CUPLIKAN TEKS:
◇ ◇ ◇

Dua hadits ini dan hadits-hadits lain yang senada, mereka jadikan alasan untuk menolak Sunnah. Sebab, Nabi sendiri telah melarang penulisan hadits. Lalu, bagaimana mungkin umatnya mengaku memiliki hadits-hadits yang bersumber dari Nabi? Jadi, sesungguhnya yang namanya hadits Nabi itu tidak ada, karena Nabi sendirilah yang melarang menulis hadits. Dan, memang tidak mungkin bagi Nabi untuk mengatakan perkataan-perkataan selain Al-Qur`an!

·       Hadits Baru Dibukukan Pada Abad Kedua Hijriyah

Orang-orang inkar Sunnah sama saja dengan para orientalis dalam hal ini. Mereka mengatakan bahwa hadits-hadits Rasulullah Shallallahu Alaihi wa Sallam yang terdapat dalam kitab-kitab Sunnah banyak bohongnya dan mengada-ada karena baru dibukukan ratusan tahun setelah Nabi wafat. Kata mereka, isi kitab-kitab yang diklaim sebagai berasal dari Nabi itu tak lain merupakan hasil dari gejolak politik, sosial, dan keagamaan yang dialami kaum muslimin pada abad pertama dan kedua. Jadi, bagaimana mungkin kitab yang dibukukan sekitar dua abad setelah wafatnya Nabi diyakini sebagai Sunnah Nabi?
Ignaz Goldziher (1850 – 1921 M), salah seorang tokoh orientalis Yahudi dari Hongaria mengatakan, “Sebagian besar hadits adalah hasil perkembangan keagamaan, politik, dan sosial umat Islam pada abad pertama dan kedua. Tidak benar jika dikatakan bahwa hadits itu merupakan dokumen umat Islam sejak masa pertumbuhannya. Sebab, itu semua merupakan buah dari usaha umat Islam pada masa kematangannya.
Kata orang inkar Sunnah, apabila memang benar bahwa hadits-hadits itu bersumber dari Nabi, semestinya sudah dibukukan sejak masa Nabi hidup. Bukan dua abad setelah beliau wafat.

◇ ◇ ◇

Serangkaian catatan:
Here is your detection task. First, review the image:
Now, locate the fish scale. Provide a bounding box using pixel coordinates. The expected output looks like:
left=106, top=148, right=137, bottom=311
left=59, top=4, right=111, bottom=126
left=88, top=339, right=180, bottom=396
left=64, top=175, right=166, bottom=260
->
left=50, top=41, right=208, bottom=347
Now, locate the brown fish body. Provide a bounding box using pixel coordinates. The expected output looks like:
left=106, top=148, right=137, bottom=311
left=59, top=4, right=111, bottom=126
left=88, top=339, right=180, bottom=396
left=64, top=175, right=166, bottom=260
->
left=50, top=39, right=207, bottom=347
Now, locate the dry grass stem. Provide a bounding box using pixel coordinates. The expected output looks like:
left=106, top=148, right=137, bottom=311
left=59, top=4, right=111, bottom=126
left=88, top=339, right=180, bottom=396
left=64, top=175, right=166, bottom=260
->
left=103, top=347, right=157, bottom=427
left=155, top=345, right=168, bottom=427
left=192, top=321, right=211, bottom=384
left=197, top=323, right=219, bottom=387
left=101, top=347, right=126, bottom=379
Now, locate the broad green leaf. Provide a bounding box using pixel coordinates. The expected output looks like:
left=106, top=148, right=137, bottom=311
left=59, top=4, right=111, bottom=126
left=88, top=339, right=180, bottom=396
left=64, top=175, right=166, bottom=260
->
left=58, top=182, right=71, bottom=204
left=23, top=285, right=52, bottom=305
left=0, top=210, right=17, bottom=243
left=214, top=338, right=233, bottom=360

◇ ◇ ◇

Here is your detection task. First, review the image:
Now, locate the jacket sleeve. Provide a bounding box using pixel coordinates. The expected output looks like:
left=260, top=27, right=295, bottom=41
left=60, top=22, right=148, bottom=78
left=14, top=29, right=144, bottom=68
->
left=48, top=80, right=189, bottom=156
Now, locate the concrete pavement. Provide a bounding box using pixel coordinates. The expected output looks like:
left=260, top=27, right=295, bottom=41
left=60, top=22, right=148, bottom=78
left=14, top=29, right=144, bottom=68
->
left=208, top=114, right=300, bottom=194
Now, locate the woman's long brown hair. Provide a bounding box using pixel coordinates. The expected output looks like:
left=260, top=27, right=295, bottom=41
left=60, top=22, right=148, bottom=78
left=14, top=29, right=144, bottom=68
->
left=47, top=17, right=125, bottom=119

◇ ◇ ◇

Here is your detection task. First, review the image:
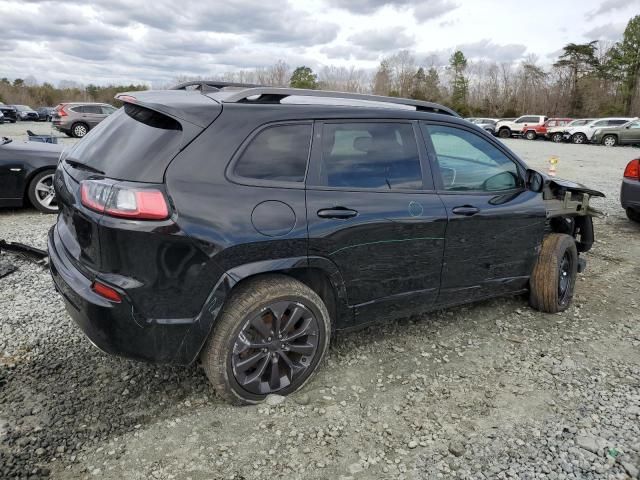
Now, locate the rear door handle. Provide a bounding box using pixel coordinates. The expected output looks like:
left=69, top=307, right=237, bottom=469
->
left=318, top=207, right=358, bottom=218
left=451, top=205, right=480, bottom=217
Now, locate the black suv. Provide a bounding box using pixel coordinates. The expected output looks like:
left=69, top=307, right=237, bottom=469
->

◇ ◇ ◇

PERMINTAAN TERTULIS A: Menurut cuplikan teks, gejolak apa saja yang dialami kaum muslimin pada abad pertama dan kedua? Sebutkan semuanya.
PERMINTAAN TERTULIS B: Dalam catatan, salin lagi bagian dari baris yang memuat "Now, locate the concrete" sampai baris yang memuat "left=208, top=114, right=300, bottom=194". Ganti "pavement" dengan "sidewalk", dan biarkan yang lain tetap sama.
Cuplikan teks dan catatan itu diambil dari sumber yang tidak sama.

JAWABAN TUGAS A: Politik, sosial, dan keagamaan.

JAWABAN TUGAS B:
Now, locate the concrete sidewalk. Provide a bounding box using pixel coordinates. The expected output looks like:
left=260, top=27, right=295, bottom=41
left=60, top=22, right=148, bottom=78
left=14, top=29, right=144, bottom=68
->
left=208, top=114, right=300, bottom=194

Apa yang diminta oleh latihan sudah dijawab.